Input data
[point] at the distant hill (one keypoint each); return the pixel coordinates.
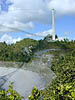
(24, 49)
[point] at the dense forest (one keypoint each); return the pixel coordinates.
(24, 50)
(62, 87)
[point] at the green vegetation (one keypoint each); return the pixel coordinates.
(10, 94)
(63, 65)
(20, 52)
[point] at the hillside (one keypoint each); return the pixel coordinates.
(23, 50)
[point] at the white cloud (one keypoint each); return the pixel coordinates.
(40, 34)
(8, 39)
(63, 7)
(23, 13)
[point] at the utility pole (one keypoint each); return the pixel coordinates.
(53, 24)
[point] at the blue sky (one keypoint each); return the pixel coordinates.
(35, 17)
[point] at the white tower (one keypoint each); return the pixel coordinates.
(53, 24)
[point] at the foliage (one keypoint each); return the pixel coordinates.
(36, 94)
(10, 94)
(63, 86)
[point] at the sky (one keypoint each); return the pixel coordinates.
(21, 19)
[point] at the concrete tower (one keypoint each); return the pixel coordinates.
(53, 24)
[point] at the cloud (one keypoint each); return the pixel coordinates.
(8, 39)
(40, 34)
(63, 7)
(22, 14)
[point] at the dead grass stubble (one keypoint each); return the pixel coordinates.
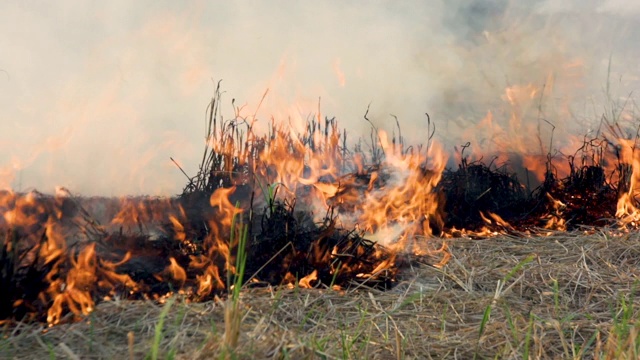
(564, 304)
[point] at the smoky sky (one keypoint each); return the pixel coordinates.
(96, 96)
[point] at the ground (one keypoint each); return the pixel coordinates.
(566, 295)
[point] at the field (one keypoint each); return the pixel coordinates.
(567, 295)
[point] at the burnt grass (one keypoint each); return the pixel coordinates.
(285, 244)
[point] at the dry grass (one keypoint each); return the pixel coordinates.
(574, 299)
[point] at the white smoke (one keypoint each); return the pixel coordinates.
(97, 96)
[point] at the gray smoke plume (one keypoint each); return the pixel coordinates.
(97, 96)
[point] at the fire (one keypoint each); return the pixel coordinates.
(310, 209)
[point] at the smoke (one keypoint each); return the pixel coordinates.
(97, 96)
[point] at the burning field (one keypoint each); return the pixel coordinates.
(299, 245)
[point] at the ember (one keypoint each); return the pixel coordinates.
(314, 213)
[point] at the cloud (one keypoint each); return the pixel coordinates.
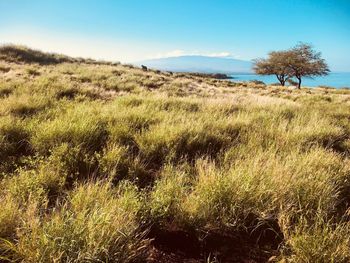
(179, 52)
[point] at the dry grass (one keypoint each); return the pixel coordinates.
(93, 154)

Exercise brief
Retype word for word all the material given above, and keep the pictures out.

Solution to this task
[point] at the distant hill (one keypoint each); return the pixel coordinates.
(24, 49)
[point] at the dense forest (one keypoint each); return the pixel coordinates.
(24, 50)
(62, 87)
[point] at the green vegetation (one keypoint each); return the pixel coordinates.
(10, 94)
(63, 65)
(20, 52)
[point] at the hillside (one keypoint each); return the pixel coordinates.
(23, 50)
[point] at the white cloud (one keypoint each); return the pixel coordinates.
(40, 34)
(8, 39)
(63, 7)
(23, 13)
[point] at the utility pole (one keypoint each); return the pixel coordinates.
(53, 24)
[point] at the blue sky (one keypoint each); return the pixel coordinates.
(35, 17)
[point] at the white tower (one keypoint each); return the pixel coordinates.
(53, 24)
[point] at the foliage (one keypoint each); return the pixel coordinates.
(36, 94)
(10, 94)
(63, 86)
[point] at the sky (one keypoint each); return the pixel coordinates.
(21, 19)
[point] at the concrete tower (one keypoint each); return the pixel coordinates.
(53, 24)
[point] at the cloud (one keypoint each); return the pixel coordinates.
(8, 39)
(40, 34)
(63, 7)
(22, 14)
[point] at the dead grass stubble (one keypoint each); return the pixel coordinates.
(564, 304)
[point] at the smoky sky (one keypoint each); return the pixel coordinates.
(96, 96)
[point] at the ground (one keypoint each); return the pixel coordinates.
(566, 295)
[point] at the field (one keypoint each); return the pixel coordinates.
(567, 295)
[point] at the burnt grass (one keypoint each); return the pixel coordinates.
(285, 244)
[point] at the dry grass (one keypoint each); return the pixel coordinates.
(574, 299)
[point] at the white smoke (one keypoint each); return the pixel coordinates.
(97, 96)
[point] at the gray smoke plume (one keypoint each); return the pixel coordinates.
(97, 96)
[point] at the fire (one keypoint each); return the pixel coordinates.
(310, 209)
[point] at the smoke (one keypoint each); return the pixel coordinates.
(97, 96)
[point] at the burning field (one keypoint each); return the pixel coordinates.
(299, 245)
[point] at the ember (one keypoint each); return the pixel coordinates.
(314, 213)
[point] at the cloud (one keypoint each); return the pixel coordinates.
(179, 52)
[point] at the dry grass (one keypoint each); return the pixel coordinates.
(93, 154)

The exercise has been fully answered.